> _TEXT_

Oral Carnosine Supplementation Restores Insulin Sensitivity but not Glucose Tolerance in Mice With Glutathione Peroxidase-4 Deficiency

Abstract

Obesity presents in about 90% of the diabetic patients, a risk factor that makes them more susceptible to cardiometabolic disorders, particularly insulin resistance and ultimately T2 diabetes. Increased oxidative stress and specifically lipid peroxidation are known to be major pathogenic factors driving these disorders in obesity. We recently reported that diabetic patients were found to have significantly lower level of glutathione peroxidase 4 (GPx4)- an antioxidant selenoenzyme which neutralizes lipid peroxides. Carnosine, a histidine-containing dipeptide which is highly concentrated in muscle and brain, has shown a remarkable therapeutic potential for preventing diabetes and its complications when administered orally in experimental and clinical studies of obesity. The extent to which carnosine can mitigate these disorders in the presence of GPx4 deficiency is not known however, and this is critical to determining its efficacy in diabetes patients. To address this question, wild-type (WT) and GPx4+/− male were randomly assigned to either standard chow (CNTL) or high fat high sucrose diet (HFHS) for 16 weeks. Seven weeks after starting the diet, half of the HFHS diet groups received 80 mM carnosine oral carnosine supplementation in their drinking water. Glucose and insulin tolerance tests performed 8 weeks after starting the diet revealed that carnosine significantly improved glucose tolerance in obese WT (P<0.05) but not obese GPx4+/− mice. Interestingly, carnosine treatment did significantly improve insulin sensitivity in the GPx4+/− mice, and to a lesser extent the WT mice. At the molecular level, we observed that HFHS diet up-regulated GPx4 protein in cardiac tissue from WT but not GPx4+/− mice, and protein oxidation was significantly reduced with carnosine treatment in both genotypes. Collectively, these findings indicate that carnosine supplementation could potentially mitigate insulin resistance even in patients with compromised antioxidant capacity (e.g., diabetes). Further analysis is in progress to evaluate the effectiveness of carnosine supplementation on additional cardiometabolic complications that are associated with diet induced obesity. This is the full abstract presented at the American Physiology Summit 2023 meeting and is only available in HTML format. There are no additional versions or additional content available for this abstract. Physiology was not involved in the peer review process.

> _DATA UNDER STUDY_

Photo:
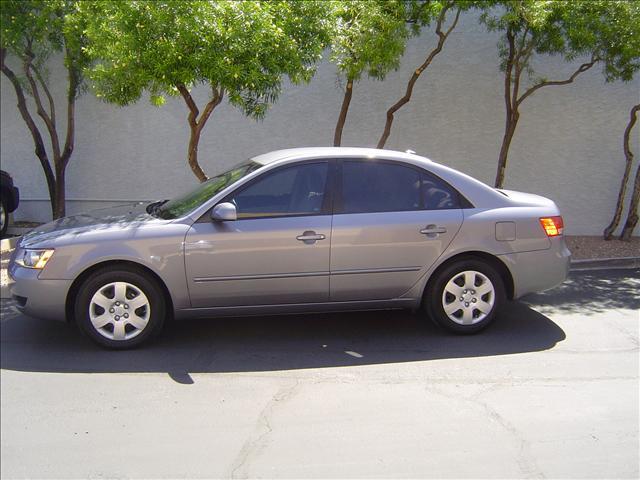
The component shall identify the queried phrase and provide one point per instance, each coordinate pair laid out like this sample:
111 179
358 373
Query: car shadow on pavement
591 292
276 343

> _PROBLEM STATEMENT_
According to the abstract, why does it matter whether carnosine still works when GPx4 is deficient? Answer in one to three sentences.

> _OUTPUT_
Diabetic patients were found to have significantly lower levels of GPx4, an antioxidant enzyme that neutralizes lipid peroxides. Knowing whether carnosine can mitigate these disorders despite GPx4 deficiency is therefore critical to determining its efficacy in diabetes patients.